Factors Affecting Waiver Law in the State of Washington

By Doyice Cotten

This case examines Washington waiver law, specifically as it relates to health clubs and fitness centers. Most of the concepts, however, apply to all waivers in the state. Two issues raised will be addressed this week and three more will be addressed next week.

Part I

14553426853_ebbd77d741_mA recent Washington waiver case (DeAsis v. Young Men’s Christian Association of Yakima, 2014 Wash. App. LEXIS 2201) clearly explains Washington law regarding the enforcement of waivers used by health clubs.

When Danny DeAsis joined the YMCA, the application contained a liability waiver on the back of the application. DeAsis failed to sign the application and when he returned to use the facility, staff presented him with the waiver and he signed it without reading it. About nine months later, he slipped, fell, and was injured when he walked over a wet spot on the floor caused by another swimmer who had left the pool.

DeAsis sued the YMCA alleging negligence (and later, gross negligence) on the part of the YMCA. Washington law provides that a waiver is valid unless it 1) violates public policy, 2) involves gross negligence by the entity, or 3) the clause is so inconspicuous that a reasonable person could find it was signed unwittingly.

These and other factors will be addressed below.

======

__WORK TASK 1__
In one to three sentences, explain what caused Danny DeAsis to slip and fall, according to the article on Washington waiver law.
__WORK TASK 2__
Retype the stretch of the article on Washington waiver law from "14553426853_ebbd77d741_mA recent Washington" through "left the pool.".
The records that follow come from a separate source and have no connection to the article on Washington waiver law.

======

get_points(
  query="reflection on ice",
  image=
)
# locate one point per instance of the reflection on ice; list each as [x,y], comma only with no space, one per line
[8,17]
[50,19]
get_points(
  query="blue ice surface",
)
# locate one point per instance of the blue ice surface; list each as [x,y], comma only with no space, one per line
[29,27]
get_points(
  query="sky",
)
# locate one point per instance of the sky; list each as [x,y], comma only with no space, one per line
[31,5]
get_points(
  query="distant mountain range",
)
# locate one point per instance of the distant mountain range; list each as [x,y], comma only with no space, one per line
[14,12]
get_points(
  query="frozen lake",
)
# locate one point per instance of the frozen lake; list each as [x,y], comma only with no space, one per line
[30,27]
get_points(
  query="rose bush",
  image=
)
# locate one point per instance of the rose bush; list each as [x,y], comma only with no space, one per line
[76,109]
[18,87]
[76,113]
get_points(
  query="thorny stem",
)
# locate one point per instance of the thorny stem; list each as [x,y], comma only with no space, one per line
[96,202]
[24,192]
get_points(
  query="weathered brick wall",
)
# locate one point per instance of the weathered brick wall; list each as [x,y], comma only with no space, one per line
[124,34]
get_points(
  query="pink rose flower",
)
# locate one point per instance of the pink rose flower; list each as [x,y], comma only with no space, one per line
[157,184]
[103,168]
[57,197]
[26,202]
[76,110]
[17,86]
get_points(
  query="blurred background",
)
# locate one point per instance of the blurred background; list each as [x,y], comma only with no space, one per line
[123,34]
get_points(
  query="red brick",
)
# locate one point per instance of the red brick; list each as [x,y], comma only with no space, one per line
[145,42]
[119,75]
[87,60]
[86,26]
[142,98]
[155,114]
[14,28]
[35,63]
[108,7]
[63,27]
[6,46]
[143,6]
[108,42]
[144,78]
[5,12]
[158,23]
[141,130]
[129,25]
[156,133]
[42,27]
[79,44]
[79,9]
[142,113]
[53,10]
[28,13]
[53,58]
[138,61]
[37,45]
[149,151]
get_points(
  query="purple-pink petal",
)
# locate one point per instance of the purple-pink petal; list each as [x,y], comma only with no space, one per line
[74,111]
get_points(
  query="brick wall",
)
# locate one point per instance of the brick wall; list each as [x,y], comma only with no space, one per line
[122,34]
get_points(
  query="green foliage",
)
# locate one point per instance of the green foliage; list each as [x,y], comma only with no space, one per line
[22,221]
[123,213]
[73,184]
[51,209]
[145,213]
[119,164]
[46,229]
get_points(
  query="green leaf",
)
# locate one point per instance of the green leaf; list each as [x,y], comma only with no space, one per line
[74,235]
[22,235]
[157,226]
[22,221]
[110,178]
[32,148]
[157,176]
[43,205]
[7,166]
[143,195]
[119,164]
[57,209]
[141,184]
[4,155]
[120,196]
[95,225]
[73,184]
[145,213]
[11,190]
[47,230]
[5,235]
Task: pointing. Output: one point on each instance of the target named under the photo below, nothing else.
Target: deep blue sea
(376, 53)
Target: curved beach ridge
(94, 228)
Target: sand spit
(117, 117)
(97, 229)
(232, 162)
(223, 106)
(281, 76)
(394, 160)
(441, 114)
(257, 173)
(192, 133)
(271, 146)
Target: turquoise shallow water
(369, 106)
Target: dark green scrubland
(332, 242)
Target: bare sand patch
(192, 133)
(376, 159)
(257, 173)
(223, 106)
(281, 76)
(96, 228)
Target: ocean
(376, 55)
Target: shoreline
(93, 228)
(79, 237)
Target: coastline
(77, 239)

======

__PROBLEM SOLUTION 1__
DeAsis slipped when he walked over a wet spot on the floor. Another swimmer who had left the pool caused the wet spot.

__PROBLEM SOLUTION 2__
14553426853_ebbd77d741_mA recent Washington waiver case (DeAsis v. Young Men’s Christian Association of Yakima, 2014 Wash. App. LEXIS 2201) clearly explains Washington law regarding the enforcement of waivers used by health clubs.

When Danny DeAsis joined the YMCA, the application contained a liability waiver on the back of the application. DeAsis failed to sign the application and when he returned to use the facility, staff presented him with the waiver and he signed it without reading it. About nine months later, he slipped, fell, and was injured when he walked over a wet spot on the floor caused by another swimmer who had left the pool.